> Page excerpt
Re: [R] Loading matrices and other things

From: Gabor Grothendieck <ggrothendieck_at_gmail.com>
Date: Wed 01 Jun 2005 - 11:59:26 EST

On 5/31/05, Mike Schuler <schulerm@bc.edu> wrote:
> Hi all,
>
> I'm new to R, so needless to say I have a couple questions (which I hope
> I haven't missed through the documentation).
> I have several files in lower triangular matrix form. For each of these
> matrices, I want to perform some form of hierarchical clustering on each
> matrix and capture the output of the clustering.
>
> The first problem I run into is actually loading the matrix file into R.
> I've attempted using the read.table function but to no avail. What is
> the best way to read in a matrix?
> Note: matrices are in a form like so, a space between each value,
> then a newline There is also a diagonal of 0's stripped out. (Matrices
> are the output of RNAdistance if that's helpful)

> Requirements
(a) List every software tool, programming language, or function that the mailing-list message mentions by name.
(b) Print the part of the mailing-list message that opens with the words containing "On 5/31/05, Mike" and closes with "file into R.".

> Extracted records
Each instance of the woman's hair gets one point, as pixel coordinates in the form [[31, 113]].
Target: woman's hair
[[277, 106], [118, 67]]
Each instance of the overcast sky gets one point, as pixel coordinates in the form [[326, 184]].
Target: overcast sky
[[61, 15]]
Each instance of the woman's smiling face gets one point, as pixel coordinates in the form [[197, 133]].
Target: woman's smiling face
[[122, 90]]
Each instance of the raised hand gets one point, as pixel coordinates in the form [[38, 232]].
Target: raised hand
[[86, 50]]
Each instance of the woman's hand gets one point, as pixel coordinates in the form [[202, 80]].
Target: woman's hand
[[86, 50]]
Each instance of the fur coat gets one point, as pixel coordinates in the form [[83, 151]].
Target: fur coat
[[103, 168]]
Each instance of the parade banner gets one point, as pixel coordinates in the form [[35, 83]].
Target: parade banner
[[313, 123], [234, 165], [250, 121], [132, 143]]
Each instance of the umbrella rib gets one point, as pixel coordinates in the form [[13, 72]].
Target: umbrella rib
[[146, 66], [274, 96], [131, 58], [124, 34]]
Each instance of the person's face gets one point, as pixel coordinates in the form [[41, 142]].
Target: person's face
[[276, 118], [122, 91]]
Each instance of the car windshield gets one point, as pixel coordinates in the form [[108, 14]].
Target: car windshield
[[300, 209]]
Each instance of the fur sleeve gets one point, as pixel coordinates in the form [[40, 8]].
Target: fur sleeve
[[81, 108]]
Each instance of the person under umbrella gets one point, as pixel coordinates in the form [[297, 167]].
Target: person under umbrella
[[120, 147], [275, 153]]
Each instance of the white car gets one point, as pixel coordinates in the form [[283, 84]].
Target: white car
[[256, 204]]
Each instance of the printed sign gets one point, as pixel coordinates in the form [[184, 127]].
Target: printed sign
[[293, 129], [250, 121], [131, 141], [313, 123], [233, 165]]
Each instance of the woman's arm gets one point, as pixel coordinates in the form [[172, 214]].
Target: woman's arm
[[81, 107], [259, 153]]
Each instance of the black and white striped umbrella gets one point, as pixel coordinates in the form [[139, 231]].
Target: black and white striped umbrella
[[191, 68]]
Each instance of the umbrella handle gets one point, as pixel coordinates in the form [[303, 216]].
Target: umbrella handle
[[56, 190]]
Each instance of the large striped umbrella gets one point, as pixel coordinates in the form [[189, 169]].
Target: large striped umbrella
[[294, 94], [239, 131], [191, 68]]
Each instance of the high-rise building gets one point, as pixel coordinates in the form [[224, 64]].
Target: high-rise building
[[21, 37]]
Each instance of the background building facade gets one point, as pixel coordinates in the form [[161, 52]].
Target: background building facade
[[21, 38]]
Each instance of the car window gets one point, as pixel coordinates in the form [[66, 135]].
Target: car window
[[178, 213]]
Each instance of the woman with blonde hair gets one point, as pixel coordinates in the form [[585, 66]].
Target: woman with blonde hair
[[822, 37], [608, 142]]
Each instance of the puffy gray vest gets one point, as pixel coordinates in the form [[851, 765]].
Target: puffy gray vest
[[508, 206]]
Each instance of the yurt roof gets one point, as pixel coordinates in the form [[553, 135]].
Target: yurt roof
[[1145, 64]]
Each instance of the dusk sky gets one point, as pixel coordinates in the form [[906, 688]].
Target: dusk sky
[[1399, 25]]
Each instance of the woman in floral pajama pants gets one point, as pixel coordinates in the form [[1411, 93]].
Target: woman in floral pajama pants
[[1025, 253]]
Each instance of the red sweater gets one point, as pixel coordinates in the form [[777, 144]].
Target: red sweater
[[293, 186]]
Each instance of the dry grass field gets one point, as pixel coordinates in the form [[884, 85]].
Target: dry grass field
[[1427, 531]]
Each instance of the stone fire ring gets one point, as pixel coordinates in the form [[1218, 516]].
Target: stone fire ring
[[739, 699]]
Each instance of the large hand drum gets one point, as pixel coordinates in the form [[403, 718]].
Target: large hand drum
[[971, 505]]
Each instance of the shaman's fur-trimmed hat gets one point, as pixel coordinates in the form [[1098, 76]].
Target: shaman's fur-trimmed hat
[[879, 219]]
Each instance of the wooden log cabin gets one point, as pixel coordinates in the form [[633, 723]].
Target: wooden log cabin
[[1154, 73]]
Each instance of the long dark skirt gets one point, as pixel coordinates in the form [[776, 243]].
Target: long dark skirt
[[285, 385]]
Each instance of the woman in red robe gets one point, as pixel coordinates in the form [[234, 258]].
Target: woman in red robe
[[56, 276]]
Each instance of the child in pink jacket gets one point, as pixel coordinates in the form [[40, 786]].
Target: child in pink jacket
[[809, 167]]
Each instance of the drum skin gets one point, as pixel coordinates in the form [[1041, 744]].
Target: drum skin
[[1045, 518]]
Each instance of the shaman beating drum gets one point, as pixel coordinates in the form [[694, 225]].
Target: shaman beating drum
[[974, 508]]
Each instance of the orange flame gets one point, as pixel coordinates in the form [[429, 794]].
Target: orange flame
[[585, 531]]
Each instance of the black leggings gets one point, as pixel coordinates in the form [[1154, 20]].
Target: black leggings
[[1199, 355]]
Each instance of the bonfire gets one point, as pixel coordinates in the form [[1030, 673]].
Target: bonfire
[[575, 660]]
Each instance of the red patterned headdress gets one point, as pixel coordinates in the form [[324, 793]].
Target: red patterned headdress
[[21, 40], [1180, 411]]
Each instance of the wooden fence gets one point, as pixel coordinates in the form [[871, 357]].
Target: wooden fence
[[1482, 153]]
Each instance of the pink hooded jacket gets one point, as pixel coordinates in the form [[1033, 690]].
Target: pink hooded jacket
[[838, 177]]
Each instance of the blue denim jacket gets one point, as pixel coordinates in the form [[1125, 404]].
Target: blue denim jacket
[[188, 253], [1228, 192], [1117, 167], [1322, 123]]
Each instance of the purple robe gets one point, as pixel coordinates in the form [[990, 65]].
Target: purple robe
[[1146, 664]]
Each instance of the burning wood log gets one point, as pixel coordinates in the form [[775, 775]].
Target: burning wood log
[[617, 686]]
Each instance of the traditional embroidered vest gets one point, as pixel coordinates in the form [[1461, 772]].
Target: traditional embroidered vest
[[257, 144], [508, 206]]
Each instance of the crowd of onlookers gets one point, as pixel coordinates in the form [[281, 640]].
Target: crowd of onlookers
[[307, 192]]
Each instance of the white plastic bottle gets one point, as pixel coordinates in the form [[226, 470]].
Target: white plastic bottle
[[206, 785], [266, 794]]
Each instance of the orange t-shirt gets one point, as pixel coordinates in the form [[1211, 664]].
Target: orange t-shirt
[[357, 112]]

> Solutions in order
(a)
R
read.table
RNAdistance

(b)
On 5/31/05, Mike Schuler <schulerm@bc.edu> wrote:
> Hi all,
>
> I'm new to R, so needless to say I have a couple questions (which I hope
> I haven't missed through the documentation).
> I have several files in lower triangular matrix form. For each of these
> matrices, I want to perform some form of hierarchical clustering on each
> matrix and capture the output of the clustering.
>
> The first problem I run into is actually loading the matrix file into R.